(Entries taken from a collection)
==================================================
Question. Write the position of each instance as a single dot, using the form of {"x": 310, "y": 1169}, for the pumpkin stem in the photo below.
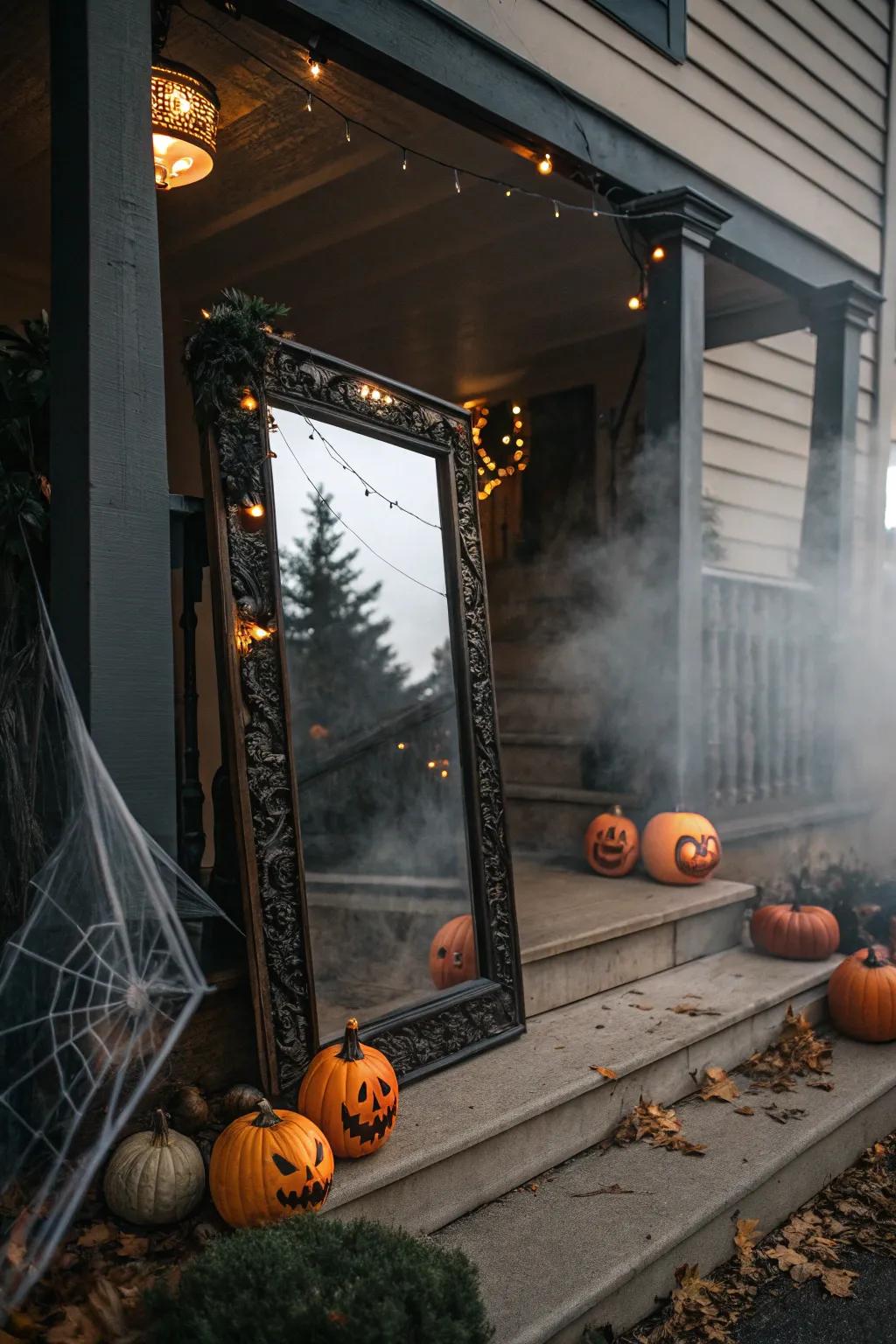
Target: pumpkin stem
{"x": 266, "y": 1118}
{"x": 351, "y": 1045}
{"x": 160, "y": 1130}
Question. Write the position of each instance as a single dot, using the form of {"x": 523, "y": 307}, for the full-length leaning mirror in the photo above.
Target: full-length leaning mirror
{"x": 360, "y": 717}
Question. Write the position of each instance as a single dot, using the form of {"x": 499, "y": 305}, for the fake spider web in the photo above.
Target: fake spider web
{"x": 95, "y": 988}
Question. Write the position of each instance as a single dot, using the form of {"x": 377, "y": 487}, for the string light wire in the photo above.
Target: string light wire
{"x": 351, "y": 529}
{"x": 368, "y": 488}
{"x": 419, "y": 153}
==================================================
=== Directions ===
Copy the material above word for word, leaving out the pictures.

=== Correct answer ===
Question. Write the position of each instance as a single dot, using the form of {"x": 310, "y": 1169}, for the pumpkin stem in the photo below.
Target: pumpkin stem
{"x": 266, "y": 1118}
{"x": 351, "y": 1045}
{"x": 160, "y": 1130}
Question. Write the position of each instance as a single dot, using the form of {"x": 523, "y": 307}, for the full-length leaning mirror in the photo above.
Target: full-length leaning mirror
{"x": 360, "y": 717}
Question. Write the position of each instance as a single dot, using the form of {"x": 499, "y": 305}, for the fake spider web in the photo above.
Target: fake spider web
{"x": 95, "y": 988}
Question. Write the position of each instance as a single dot, using the form of {"x": 377, "y": 487}, for the string light wire in the photo above.
Target: string light wire
{"x": 351, "y": 529}
{"x": 368, "y": 488}
{"x": 419, "y": 153}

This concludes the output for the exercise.